##### Material #####

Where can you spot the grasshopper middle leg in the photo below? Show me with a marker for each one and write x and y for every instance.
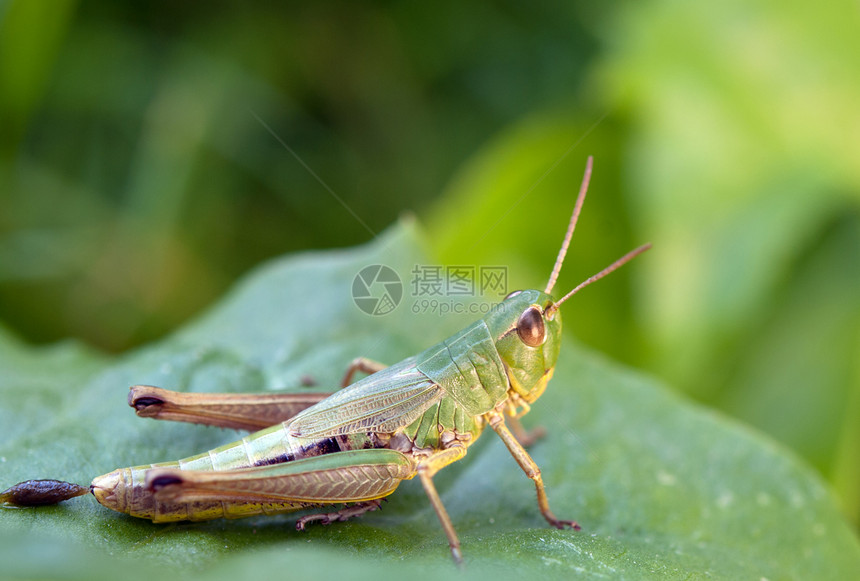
(497, 422)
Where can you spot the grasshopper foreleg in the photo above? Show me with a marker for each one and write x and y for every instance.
(343, 514)
(497, 422)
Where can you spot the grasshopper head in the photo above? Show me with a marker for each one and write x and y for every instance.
(527, 333)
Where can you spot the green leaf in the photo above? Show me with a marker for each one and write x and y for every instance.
(662, 488)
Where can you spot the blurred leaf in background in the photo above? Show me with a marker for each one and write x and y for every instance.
(152, 153)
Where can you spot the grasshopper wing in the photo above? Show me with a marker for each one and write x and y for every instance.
(385, 401)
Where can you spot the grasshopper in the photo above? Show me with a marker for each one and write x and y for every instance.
(353, 447)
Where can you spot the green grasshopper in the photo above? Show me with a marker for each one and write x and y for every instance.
(355, 446)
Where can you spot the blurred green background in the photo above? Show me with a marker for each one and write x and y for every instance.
(152, 153)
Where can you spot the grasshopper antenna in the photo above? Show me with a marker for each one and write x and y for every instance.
(614, 266)
(570, 227)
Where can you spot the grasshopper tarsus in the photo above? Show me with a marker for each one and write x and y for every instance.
(41, 492)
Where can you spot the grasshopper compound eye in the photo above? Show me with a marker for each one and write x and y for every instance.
(530, 327)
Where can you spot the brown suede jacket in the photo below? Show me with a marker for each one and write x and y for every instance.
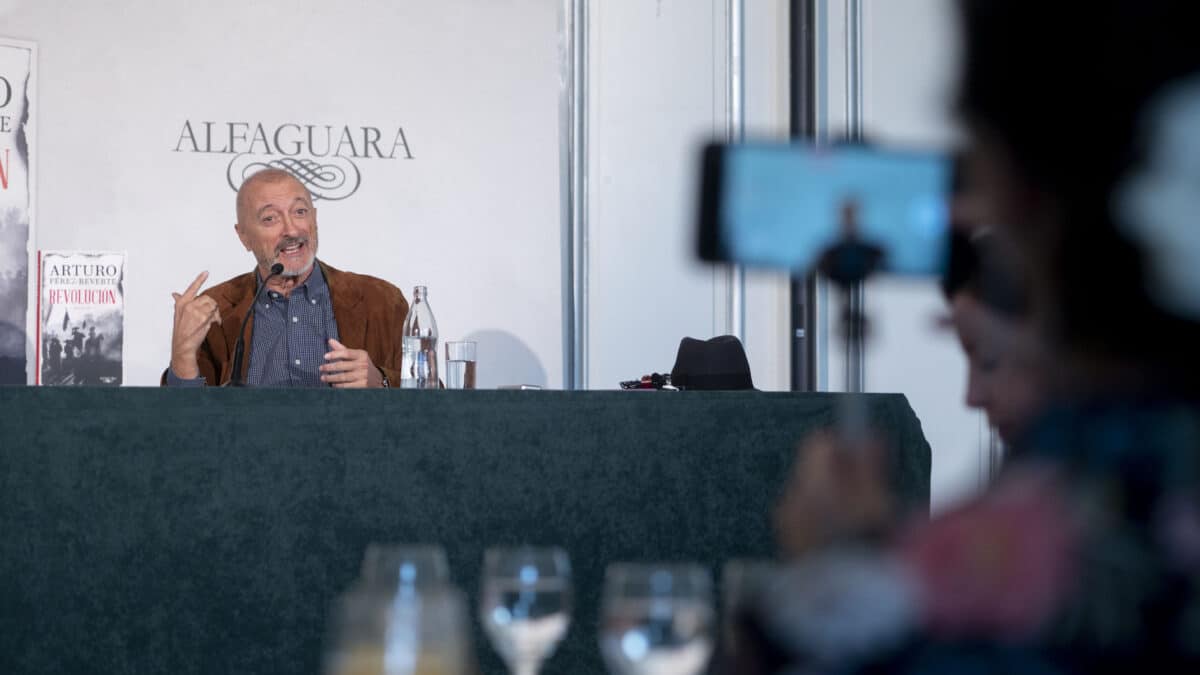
(370, 315)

#####

Set problem: Can you recast every line of the listing above as a numbered list, skipping blank lines and leaving out the pictures?

Complete output:
1. Where can you spot the grasshopper middle leg in the photo below? Show me with a marker for each one and write x and y for every instance.
2. (497, 422)
3. Where can you spot the grasshopper foreleg in the photo above? Show me with a marker for each one and write x and y for every instance.
4. (343, 514)
5. (497, 422)
6. Where can you spot the grasshopper head in the photo above? Show me with a marker for each one and write x and y for every instance.
7. (527, 333)
8. Where can you spot the green leaf in the photo above? Show me with a marker for each one and write x and y for every instance.
9. (662, 488)
10. Where can you spot the blurred leaf in background in the photo above? Show me with a marker for each one and write x and y for every instance.
11. (152, 153)
12. Where can you spot the grasshopper wing in the photo above? Show me with a marker for each one and write x and y for every instance.
13. (385, 401)
14. Where can you spot the grasshopper in the photo above? Show me with a marker for each one and write x and y for every instance.
15. (353, 447)
16. Where can you spot the green grasshopper in the photo above? Show me with a marker for each one and write x and y for every instance.
17. (355, 446)
18. Where can you spot the blurred green background in the photo above? Show me with a marker for each one and write x and y for every instance.
19. (152, 153)
20. Where can you spot the grasshopper antenna in the photo above? Show me with a marker for each one and write x and y for every instance.
21. (614, 266)
22. (570, 227)
23. Where can you spot the grasshopper tarsus in the photo above? Show me with a marker for each one and write x and y for every instance.
24. (41, 492)
25. Where can you spot the grasshopper compound eye in the photo above? Show me with a marker for each one and write x and y for every instance.
26. (530, 327)
27. Where can you spot the brown suede jacket in the photo below? Show me with a marker for each one and write x and y for every instance.
28. (370, 315)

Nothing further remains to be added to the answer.